→ WHAT YOU NEED TO DO:
Please count the lines below that contain the word "black", and give only that number.
---*---
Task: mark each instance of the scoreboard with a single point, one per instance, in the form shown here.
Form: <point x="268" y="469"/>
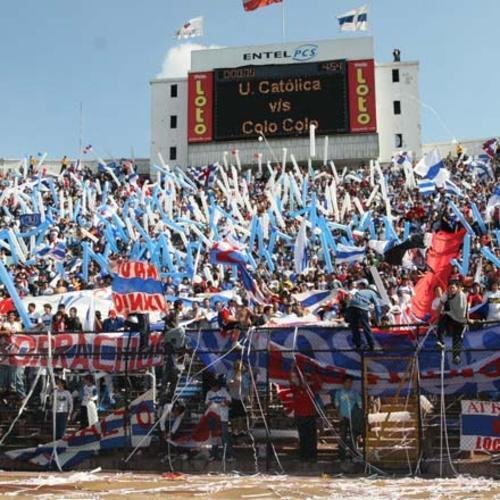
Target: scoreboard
<point x="232" y="104"/>
<point x="280" y="101"/>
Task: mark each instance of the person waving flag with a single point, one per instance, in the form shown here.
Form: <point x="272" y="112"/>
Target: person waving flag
<point x="250" y="5"/>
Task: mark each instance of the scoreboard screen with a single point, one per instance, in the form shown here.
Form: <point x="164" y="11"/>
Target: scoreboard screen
<point x="232" y="104"/>
<point x="280" y="100"/>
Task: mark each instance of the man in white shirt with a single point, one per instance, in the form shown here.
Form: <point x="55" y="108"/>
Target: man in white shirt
<point x="46" y="318"/>
<point x="218" y="401"/>
<point x="64" y="407"/>
<point x="34" y="316"/>
<point x="11" y="327"/>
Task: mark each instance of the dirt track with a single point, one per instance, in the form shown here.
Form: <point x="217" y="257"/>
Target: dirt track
<point x="141" y="486"/>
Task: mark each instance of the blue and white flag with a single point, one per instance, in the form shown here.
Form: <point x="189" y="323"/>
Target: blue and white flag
<point x="403" y="158"/>
<point x="190" y="29"/>
<point x="426" y="188"/>
<point x="354" y="20"/>
<point x="112" y="432"/>
<point x="481" y="168"/>
<point x="347" y="253"/>
<point x="300" y="254"/>
<point x="57" y="253"/>
<point x="206" y="176"/>
<point x="430" y="165"/>
<point x="451" y="188"/>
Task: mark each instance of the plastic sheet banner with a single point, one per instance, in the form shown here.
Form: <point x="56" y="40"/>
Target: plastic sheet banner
<point x="137" y="288"/>
<point x="111" y="432"/>
<point x="329" y="353"/>
<point x="82" y="351"/>
<point x="480" y="426"/>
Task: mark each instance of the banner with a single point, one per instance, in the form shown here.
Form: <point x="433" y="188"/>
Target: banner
<point x="200" y="103"/>
<point x="111" y="432"/>
<point x="329" y="353"/>
<point x="480" y="426"/>
<point x="362" y="111"/>
<point x="137" y="288"/>
<point x="81" y="351"/>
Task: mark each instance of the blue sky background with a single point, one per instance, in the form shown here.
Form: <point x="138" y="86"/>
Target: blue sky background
<point x="56" y="53"/>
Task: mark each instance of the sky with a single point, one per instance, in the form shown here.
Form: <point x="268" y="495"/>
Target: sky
<point x="57" y="54"/>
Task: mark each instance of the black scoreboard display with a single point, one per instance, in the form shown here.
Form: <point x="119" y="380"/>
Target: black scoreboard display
<point x="280" y="100"/>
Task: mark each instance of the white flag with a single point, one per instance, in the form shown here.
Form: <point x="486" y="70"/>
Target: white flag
<point x="354" y="20"/>
<point x="192" y="28"/>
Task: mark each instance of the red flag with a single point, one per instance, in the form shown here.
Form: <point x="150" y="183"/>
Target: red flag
<point x="444" y="248"/>
<point x="249" y="5"/>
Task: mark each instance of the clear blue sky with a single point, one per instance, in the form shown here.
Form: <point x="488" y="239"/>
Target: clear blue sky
<point x="56" y="53"/>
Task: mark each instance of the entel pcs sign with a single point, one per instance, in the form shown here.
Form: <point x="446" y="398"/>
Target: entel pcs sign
<point x="305" y="52"/>
<point x="200" y="104"/>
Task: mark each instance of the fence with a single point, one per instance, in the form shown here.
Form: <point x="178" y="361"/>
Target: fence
<point x="410" y="389"/>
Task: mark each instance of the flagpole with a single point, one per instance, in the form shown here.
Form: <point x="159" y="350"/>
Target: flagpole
<point x="283" y="20"/>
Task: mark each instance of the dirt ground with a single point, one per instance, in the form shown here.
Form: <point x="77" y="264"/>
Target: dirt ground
<point x="141" y="486"/>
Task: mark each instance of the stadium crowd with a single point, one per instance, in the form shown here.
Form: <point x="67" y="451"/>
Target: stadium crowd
<point x="114" y="211"/>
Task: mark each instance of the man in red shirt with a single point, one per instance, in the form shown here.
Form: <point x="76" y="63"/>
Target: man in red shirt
<point x="305" y="414"/>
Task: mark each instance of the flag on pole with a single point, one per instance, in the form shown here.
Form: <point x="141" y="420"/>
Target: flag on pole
<point x="300" y="257"/>
<point x="451" y="188"/>
<point x="354" y="20"/>
<point x="191" y="28"/>
<point x="348" y="253"/>
<point x="490" y="147"/>
<point x="430" y="165"/>
<point x="250" y="5"/>
<point x="426" y="188"/>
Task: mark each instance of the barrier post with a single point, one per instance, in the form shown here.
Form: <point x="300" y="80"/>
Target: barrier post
<point x="268" y="401"/>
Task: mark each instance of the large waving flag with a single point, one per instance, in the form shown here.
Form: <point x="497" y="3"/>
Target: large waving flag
<point x="444" y="248"/>
<point x="250" y="5"/>
<point x="430" y="165"/>
<point x="109" y="433"/>
<point x="225" y="252"/>
<point x="348" y="253"/>
<point x="491" y="147"/>
<point x="136" y="288"/>
<point x="354" y="20"/>
<point x="229" y="253"/>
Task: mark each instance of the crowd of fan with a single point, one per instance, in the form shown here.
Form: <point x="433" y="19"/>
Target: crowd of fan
<point x="41" y="276"/>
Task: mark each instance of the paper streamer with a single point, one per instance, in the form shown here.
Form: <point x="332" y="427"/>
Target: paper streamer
<point x="312" y="141"/>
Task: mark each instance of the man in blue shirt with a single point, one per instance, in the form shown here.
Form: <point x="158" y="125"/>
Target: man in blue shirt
<point x="357" y="313"/>
<point x="347" y="401"/>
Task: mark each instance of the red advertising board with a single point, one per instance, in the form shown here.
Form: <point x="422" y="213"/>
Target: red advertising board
<point x="200" y="104"/>
<point x="362" y="112"/>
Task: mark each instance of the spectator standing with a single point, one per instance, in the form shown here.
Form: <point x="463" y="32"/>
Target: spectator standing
<point x="73" y="323"/>
<point x="305" y="414"/>
<point x="88" y="405"/>
<point x="112" y="323"/>
<point x="453" y="318"/>
<point x="358" y="313"/>
<point x="347" y="401"/>
<point x="218" y="401"/>
<point x="63" y="401"/>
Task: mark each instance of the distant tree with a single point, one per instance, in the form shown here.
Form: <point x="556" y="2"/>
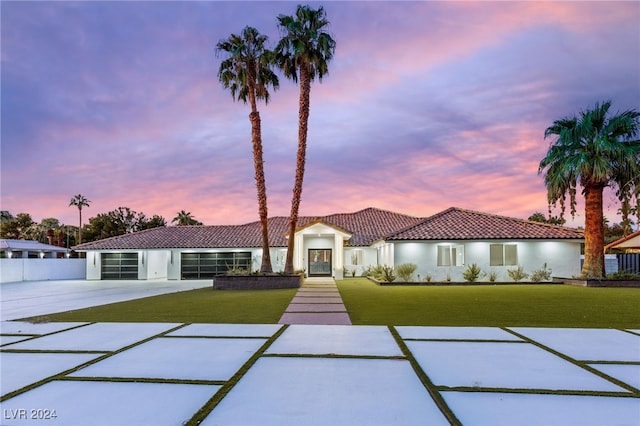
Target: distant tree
<point x="184" y="218"/>
<point x="303" y="53"/>
<point x="538" y="217"/>
<point x="17" y="228"/>
<point x="121" y="221"/>
<point x="594" y="151"/>
<point x="79" y="201"/>
<point x="5" y="216"/>
<point x="41" y="231"/>
<point x="155" y="222"/>
<point x="551" y="220"/>
<point x="247" y="72"/>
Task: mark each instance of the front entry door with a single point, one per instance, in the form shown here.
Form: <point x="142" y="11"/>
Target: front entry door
<point x="320" y="262"/>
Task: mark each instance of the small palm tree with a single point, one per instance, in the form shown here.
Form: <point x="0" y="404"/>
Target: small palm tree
<point x="79" y="201"/>
<point x="303" y="54"/>
<point x="595" y="151"/>
<point x="184" y="218"/>
<point x="247" y="72"/>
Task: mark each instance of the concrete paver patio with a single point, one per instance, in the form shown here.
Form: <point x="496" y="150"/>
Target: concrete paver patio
<point x="279" y="374"/>
<point x="157" y="374"/>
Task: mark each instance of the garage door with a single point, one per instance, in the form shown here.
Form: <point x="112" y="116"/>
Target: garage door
<point x="207" y="265"/>
<point x="119" y="266"/>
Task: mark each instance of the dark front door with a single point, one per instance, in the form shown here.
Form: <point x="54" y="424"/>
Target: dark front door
<point x="319" y="262"/>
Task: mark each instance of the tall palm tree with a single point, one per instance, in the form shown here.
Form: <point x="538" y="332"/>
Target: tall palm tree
<point x="184" y="218"/>
<point x="248" y="72"/>
<point x="595" y="151"/>
<point x="303" y="54"/>
<point x="79" y="201"/>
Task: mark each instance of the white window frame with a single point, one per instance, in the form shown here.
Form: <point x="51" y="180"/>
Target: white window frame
<point x="450" y="255"/>
<point x="357" y="257"/>
<point x="507" y="252"/>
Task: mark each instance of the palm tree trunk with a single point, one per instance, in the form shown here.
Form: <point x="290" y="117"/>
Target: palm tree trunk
<point x="303" y="123"/>
<point x="261" y="187"/>
<point x="80" y="227"/>
<point x="594" y="233"/>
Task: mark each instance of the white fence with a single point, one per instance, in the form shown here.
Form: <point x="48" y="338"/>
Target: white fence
<point x="13" y="270"/>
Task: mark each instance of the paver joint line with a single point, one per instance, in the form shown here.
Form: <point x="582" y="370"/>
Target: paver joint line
<point x="579" y="363"/>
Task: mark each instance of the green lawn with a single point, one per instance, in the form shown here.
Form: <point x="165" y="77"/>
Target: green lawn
<point x="196" y="306"/>
<point x="491" y="305"/>
<point x="368" y="303"/>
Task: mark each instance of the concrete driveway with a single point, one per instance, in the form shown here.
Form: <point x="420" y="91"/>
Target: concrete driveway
<point x="32" y="298"/>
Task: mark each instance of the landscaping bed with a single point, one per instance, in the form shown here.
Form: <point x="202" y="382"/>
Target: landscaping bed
<point x="597" y="282"/>
<point x="256" y="282"/>
<point x="456" y="283"/>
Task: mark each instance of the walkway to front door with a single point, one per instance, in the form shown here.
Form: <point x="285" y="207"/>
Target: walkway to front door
<point x="316" y="302"/>
<point x="320" y="262"/>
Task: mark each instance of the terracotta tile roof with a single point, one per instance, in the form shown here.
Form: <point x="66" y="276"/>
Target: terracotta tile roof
<point x="371" y="224"/>
<point x="460" y="224"/>
<point x="367" y="226"/>
<point x="631" y="244"/>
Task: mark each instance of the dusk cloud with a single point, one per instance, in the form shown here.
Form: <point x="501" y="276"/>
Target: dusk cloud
<point x="427" y="105"/>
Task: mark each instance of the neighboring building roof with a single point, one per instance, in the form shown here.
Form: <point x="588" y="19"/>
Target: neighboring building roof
<point x="460" y="224"/>
<point x="631" y="241"/>
<point x="366" y="226"/>
<point x="29" y="245"/>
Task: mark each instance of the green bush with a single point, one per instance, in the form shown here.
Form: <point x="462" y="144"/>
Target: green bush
<point x="624" y="276"/>
<point x="517" y="274"/>
<point x="388" y="274"/>
<point x="472" y="273"/>
<point x="367" y="272"/>
<point x="542" y="274"/>
<point x="377" y="272"/>
<point x="405" y="271"/>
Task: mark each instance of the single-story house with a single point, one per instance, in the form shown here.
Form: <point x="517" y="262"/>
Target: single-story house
<point x="29" y="249"/>
<point x="627" y="244"/>
<point x="442" y="246"/>
<point x="627" y="249"/>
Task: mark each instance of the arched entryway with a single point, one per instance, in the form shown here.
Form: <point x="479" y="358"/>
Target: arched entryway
<point x="319" y="263"/>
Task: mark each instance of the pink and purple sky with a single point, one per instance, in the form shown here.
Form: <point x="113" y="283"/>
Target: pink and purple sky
<point x="427" y="105"/>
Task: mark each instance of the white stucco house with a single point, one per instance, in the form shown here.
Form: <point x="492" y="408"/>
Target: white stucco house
<point x="442" y="245"/>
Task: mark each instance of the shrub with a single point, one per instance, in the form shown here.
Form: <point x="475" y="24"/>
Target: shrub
<point x="472" y="273"/>
<point x="377" y="272"/>
<point x="388" y="274"/>
<point x="517" y="274"/>
<point x="542" y="274"/>
<point x="624" y="276"/>
<point x="405" y="271"/>
<point x="367" y="272"/>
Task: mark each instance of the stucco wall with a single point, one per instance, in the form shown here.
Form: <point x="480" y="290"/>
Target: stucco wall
<point x="14" y="270"/>
<point x="369" y="258"/>
<point x="155" y="264"/>
<point x="563" y="258"/>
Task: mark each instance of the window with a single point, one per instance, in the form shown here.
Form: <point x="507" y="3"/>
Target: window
<point x="450" y="255"/>
<point x="208" y="265"/>
<point x="356" y="257"/>
<point x="503" y="254"/>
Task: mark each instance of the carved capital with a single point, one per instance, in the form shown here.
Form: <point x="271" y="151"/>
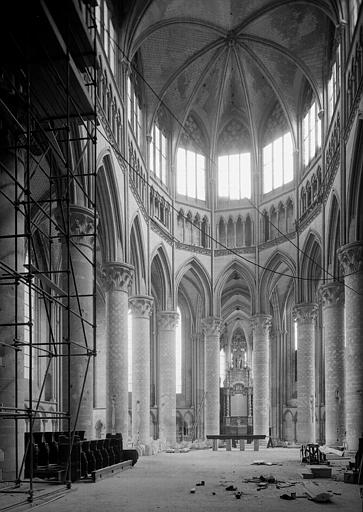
---*---
→ ANSWER TO THIS TASK:
2